* [The task]
Convert all of the data below into a JSON list of strings, one string per line, skipping blank lines. Omit the pictures.

* [Records supplied]
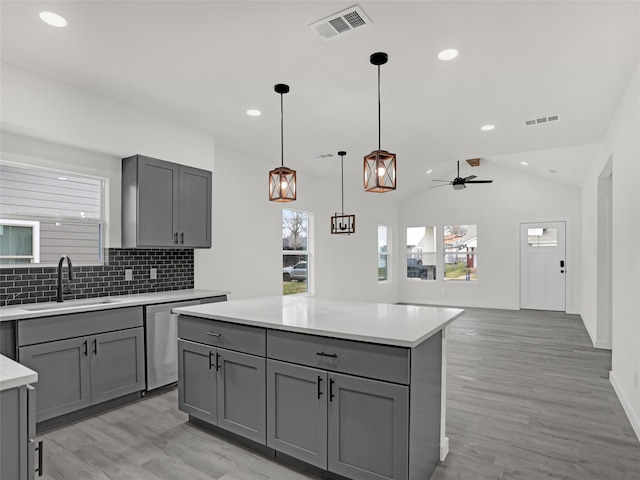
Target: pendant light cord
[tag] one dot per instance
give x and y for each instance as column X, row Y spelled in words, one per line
column 379, row 127
column 281, row 131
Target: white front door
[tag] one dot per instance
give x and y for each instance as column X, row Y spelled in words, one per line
column 542, row 266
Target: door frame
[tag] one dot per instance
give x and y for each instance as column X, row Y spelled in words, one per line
column 572, row 266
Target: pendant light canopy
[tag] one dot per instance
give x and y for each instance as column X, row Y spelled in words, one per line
column 282, row 180
column 379, row 165
column 343, row 223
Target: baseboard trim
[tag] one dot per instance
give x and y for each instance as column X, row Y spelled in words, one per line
column 626, row 405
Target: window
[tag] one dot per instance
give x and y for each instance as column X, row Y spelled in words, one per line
column 383, row 253
column 295, row 252
column 421, row 253
column 46, row 214
column 460, row 253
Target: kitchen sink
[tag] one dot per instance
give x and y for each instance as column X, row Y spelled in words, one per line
column 69, row 304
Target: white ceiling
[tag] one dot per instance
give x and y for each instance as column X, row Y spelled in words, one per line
column 206, row 62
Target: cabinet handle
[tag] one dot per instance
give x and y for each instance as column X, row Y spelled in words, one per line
column 40, row 451
column 322, row 354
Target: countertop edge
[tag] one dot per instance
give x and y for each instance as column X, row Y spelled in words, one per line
column 13, row 374
column 18, row 312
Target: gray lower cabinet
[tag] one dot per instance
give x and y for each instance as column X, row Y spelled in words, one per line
column 348, row 425
column 17, row 435
column 223, row 388
column 80, row 372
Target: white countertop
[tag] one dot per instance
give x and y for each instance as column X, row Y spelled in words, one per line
column 38, row 310
column 13, row 374
column 400, row 325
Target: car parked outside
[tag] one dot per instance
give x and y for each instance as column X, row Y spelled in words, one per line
column 296, row 272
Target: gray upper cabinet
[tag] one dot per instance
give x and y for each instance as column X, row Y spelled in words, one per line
column 165, row 204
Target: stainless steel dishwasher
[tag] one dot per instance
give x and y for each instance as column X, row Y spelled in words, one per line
column 161, row 338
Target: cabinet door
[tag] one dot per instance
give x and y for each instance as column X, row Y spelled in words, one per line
column 117, row 364
column 241, row 394
column 297, row 415
column 368, row 428
column 195, row 207
column 197, row 381
column 63, row 376
column 157, row 217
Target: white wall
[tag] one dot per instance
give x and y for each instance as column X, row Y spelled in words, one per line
column 622, row 146
column 247, row 237
column 497, row 209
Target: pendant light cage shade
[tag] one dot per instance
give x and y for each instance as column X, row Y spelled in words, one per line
column 282, row 185
column 380, row 171
column 282, row 180
column 341, row 223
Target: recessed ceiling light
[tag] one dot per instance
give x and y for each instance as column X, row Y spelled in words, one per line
column 448, row 54
column 53, row 19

* [Written reply]
[
  "Target: pendant light cord",
  "[tag] one dot per instance",
  "give x and y for each instance as column X, row Y spelled in words, one per line",
  "column 379, row 127",
  "column 281, row 131",
  "Target: white front door",
  "[tag] one dot per instance",
  "give x and y for each instance as column X, row Y spelled in words, one per line",
  "column 542, row 266",
  "Target: door frame",
  "[tag] one dot per instance",
  "give x and y for each instance as column X, row Y spelled in words, one per line",
  "column 572, row 266",
  "Target: pendant light canopy",
  "[tag] one dot per instance",
  "give x and y for each instance as column X, row Y spelled in words, one per line",
  "column 282, row 180",
  "column 379, row 165",
  "column 343, row 223",
  "Target: baseboard trim",
  "[tag] one dot per instance",
  "give x and y for each instance as column X, row Y spelled in words, one per line",
  "column 626, row 405",
  "Target: window",
  "[tag] one dot per instance",
  "give x and y for each instance as column X, row Y spelled in words, one per line",
  "column 383, row 253",
  "column 295, row 252",
  "column 421, row 253",
  "column 46, row 214",
  "column 460, row 253",
  "Target: kitchen sink",
  "[tag] one dot per instance",
  "give x and y for each instance as column X, row Y spelled in words, one per line",
  "column 69, row 304",
  "Target: white ceiling",
  "[tag] one dot per instance",
  "give x and y for each instance as column X, row Y spelled in words, one per line",
  "column 206, row 62",
  "Target: cabinet handle",
  "[tag] one dot per instance",
  "give x and y for each instance as column X, row Y spelled in words, one per line",
  "column 40, row 451",
  "column 322, row 354",
  "Target: countertop edge",
  "[tag] one dot per instance",
  "give x and y for each instance as column X, row Y spelled in words, one per line",
  "column 13, row 374",
  "column 18, row 312",
  "Target: gray lower cabinet",
  "[tag] one dot per instance",
  "give x and y for each instance as column X, row Y spelled in words, one per line",
  "column 348, row 425",
  "column 17, row 435",
  "column 223, row 388",
  "column 80, row 372",
  "Target: white countertop",
  "[tag] one dot per instance",
  "give x and y for each instance as column X, row Y spelled in words, one per line",
  "column 38, row 310",
  "column 13, row 374",
  "column 400, row 325",
  "Target: car parked outside",
  "[tag] one dot per instance",
  "give x and y for each instance as column X, row Y spelled in words, one per line",
  "column 296, row 272",
  "Target: gray upper cabinet",
  "[tag] one dot per instance",
  "give x and y for each instance as column X, row Y spelled in words, one per line",
  "column 165, row 204",
  "Target: stainless steel dishwasher",
  "[tag] one dot per instance",
  "give x and y for each instance as column X, row Y spelled in words, one per line",
  "column 161, row 338",
  "Target: cabinet door",
  "[tag] one dot per instance",
  "give x and y for each instance as column X, row Y spelled in words, one per line",
  "column 117, row 364",
  "column 241, row 394",
  "column 297, row 415",
  "column 368, row 428",
  "column 195, row 207",
  "column 197, row 381",
  "column 63, row 376",
  "column 157, row 217",
  "Target: white wall",
  "[tag] one dot per instance",
  "give x and y for each instance as column X, row Y spelled in words, one per line",
  "column 622, row 146",
  "column 247, row 237",
  "column 497, row 209",
  "Target: pendant light cage shade",
  "[tag] one dot per instance",
  "give x and y for each instance as column X, row Y spelled in words, one per line",
  "column 282, row 185",
  "column 380, row 171",
  "column 282, row 180",
  "column 341, row 223",
  "Target: recessed ceiling light",
  "[tag] one dot per instance",
  "give x and y for each instance as column X, row Y spelled in words, one per line",
  "column 448, row 54",
  "column 53, row 19"
]